◆ **Given information**
>>>>>
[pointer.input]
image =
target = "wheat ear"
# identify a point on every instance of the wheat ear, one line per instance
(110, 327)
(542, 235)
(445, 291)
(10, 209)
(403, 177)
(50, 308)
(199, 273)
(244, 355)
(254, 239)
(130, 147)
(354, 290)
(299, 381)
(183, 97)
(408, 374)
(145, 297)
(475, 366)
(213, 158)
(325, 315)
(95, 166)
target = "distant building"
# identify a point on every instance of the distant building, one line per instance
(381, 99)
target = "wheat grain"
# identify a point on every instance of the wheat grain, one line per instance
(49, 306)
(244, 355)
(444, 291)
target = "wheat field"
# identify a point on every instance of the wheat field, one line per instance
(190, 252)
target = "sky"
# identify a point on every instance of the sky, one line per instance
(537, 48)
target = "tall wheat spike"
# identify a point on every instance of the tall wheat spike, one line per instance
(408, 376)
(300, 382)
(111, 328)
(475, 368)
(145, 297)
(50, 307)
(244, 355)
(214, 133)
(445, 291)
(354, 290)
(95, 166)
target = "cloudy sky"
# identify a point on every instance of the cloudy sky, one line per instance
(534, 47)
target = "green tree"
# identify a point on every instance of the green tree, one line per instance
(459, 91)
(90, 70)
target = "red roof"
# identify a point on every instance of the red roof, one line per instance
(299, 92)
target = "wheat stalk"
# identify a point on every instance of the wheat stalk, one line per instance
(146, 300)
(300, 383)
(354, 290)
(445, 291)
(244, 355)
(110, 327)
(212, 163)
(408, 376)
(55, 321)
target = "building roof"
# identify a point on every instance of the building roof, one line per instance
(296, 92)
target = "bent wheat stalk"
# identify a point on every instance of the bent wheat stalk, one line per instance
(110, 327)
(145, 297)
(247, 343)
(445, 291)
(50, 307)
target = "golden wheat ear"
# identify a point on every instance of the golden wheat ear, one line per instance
<<<<<
◆ **Requirements**
Replace "identify" with "mark" everywhere it occurs in the entries above, and reproduce them with everything else unchanged.

◆ **In response**
[pointer.input]
image =
target = "wheat ear"
# mark a point on every instance of the wheat ear, one line per instance
(110, 327)
(542, 235)
(445, 291)
(10, 209)
(403, 177)
(50, 308)
(199, 273)
(244, 355)
(254, 239)
(130, 147)
(354, 290)
(299, 381)
(183, 97)
(408, 374)
(145, 297)
(475, 366)
(213, 158)
(325, 315)
(95, 166)
target = "distant building"
# mark a point on every instance of the distant building, one line per instance
(381, 99)
target = "wheat grain"
# mark a point on every instance of the wheat grain, one line per instance
(49, 306)
(244, 355)
(444, 291)
target = "wheat field"
# mark a point on every instance of the wheat field, one line per instance
(190, 252)
target = "sky"
# mark a point on every instance of the sky, one line per instance
(537, 48)
target = "tall wheat spike"
# mark a point on every instance of the tall wheat spike, one line per instance
(408, 376)
(300, 382)
(111, 328)
(475, 368)
(145, 297)
(50, 307)
(244, 355)
(214, 133)
(445, 291)
(354, 290)
(95, 166)
target = "cloudy sky"
# mark a point on every instance of the cloudy sky, one line per instance
(534, 47)
target = "green tree"
# mark a point on every instance of the green tree, one line per instance
(459, 91)
(90, 70)
target = "red roof"
# mark a point on every instance of the red roof, one line per instance
(299, 92)
target = "wheat stalk"
# mark a point on every instance of the wheat stalk, one line per instance
(146, 300)
(300, 383)
(354, 290)
(445, 291)
(244, 355)
(110, 327)
(212, 163)
(408, 376)
(55, 321)
target = "building roof"
# mark a point on every instance of the building roof, one line per instance
(296, 92)
target = "bent wheat stalk"
# mark a point on every instance of the bent wheat stalk, one line per instance
(110, 327)
(145, 297)
(247, 343)
(445, 291)
(50, 307)
target = "golden wheat ear"
# mark a point on every instance of the golden wheat ear, one line per instance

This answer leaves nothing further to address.